QUESTIONS ON THE MATERIAL:
1 – In the text on nurses' weight bias, what percentage of nurse-respondents did the 2008 study in the Journal of the American Academy of Nurse Practitioners find to be obese?
2 – From the text on nurses' weight bias, retype the passage from "A recent article" up to and including "Statistics, is 64%.".
3 – Extend the text on nurses' weight bias toward obese patients, picking up after its final sentence.

TEXT PROVIDED:
*** Begin section ***
A recent article in the LA Times, “Doctors and nurses’ weight biases harm overweight patients,” takes nurses to task for their collective prejudice against obese people. “At least 11 studies focusing on nurses’ attitudes toward overweight and obese patients have been published,” the article said. “They consistently show that many nurses harbor negative biases toward these patients and, in some cases, would prefer not to care for them or even touch them.”
According to the research studies, most nurses perceive obese people as lazy and unmotivated, and obesity as a failure of will. But nurses are obese too. A 2008 study published in the Journal of the American Academy of Nurse Practitioners found that 53% of nurse-respondents surveyed were obese. The national obesity rate for Americans, according to the National Center for Health Statistics, is 64%.
*** End section ***
EXTRACTED RECORDS:
*** Begin section ***
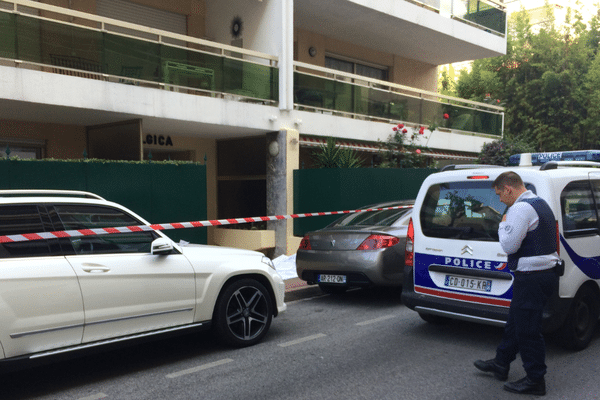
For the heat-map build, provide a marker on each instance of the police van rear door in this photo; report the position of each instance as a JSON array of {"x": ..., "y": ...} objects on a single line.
[
  {"x": 580, "y": 235},
  {"x": 460, "y": 257}
]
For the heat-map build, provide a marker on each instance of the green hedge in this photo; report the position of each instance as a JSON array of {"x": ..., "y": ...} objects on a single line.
[
  {"x": 161, "y": 192},
  {"x": 338, "y": 189}
]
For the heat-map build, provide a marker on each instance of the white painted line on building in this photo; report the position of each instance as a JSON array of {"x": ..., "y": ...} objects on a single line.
[
  {"x": 199, "y": 368},
  {"x": 302, "y": 340},
  {"x": 94, "y": 397},
  {"x": 372, "y": 321}
]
*** End section ***
PER-TASK ANSWERS:
1 – 53%

2 –
A recent article in the LA Times, “Doctors and nurses’ weight biases harm overweight patients,” takes nurses to task for their collective prejudice against obese people. “At least 11 studies focusing on nurses’ attitudes toward overweight and obese patients have been published,” the article said. “They consistently show that many nurses harbor negative biases toward these patients and, in some cases, would prefer not to care for them or even touch them.”
According to the research studies, most nurses perceive obese people as lazy and unmotivated, and obesity as a failure of will. But nurses are obese too. A 2008 study published in the Journal of the American Academy of Nurse Practitioners found that 53% of nurse-respondents surveyed were obese. The national obesity rate for Americans, according to the National Center for Health Statistics, is 64%.

3 –
Local studies occasionally reveal even higher rates of nurse obesity. An NYU student surveyed 66 nurses on a Cardiac Intensive Care Unit in a major hospital in New York. Eighty-six percent of the nurses were obese, despite “having appropriate educational materials at their fingertips for the prevention and treatment of obesity.”
Yet studies consistently reveal a pronounced anti-fat bias among nurses — and education does not seem to be the answer. In fact, a 2009 study published in the Journal of Clinical Nursing, found that Registered Nurses held more negative attitudes toward obese patients than student nurses did.
What do you think? Do you think nurses are biased against overweight patients? Have you seen examples of anti-fat prejudice at work?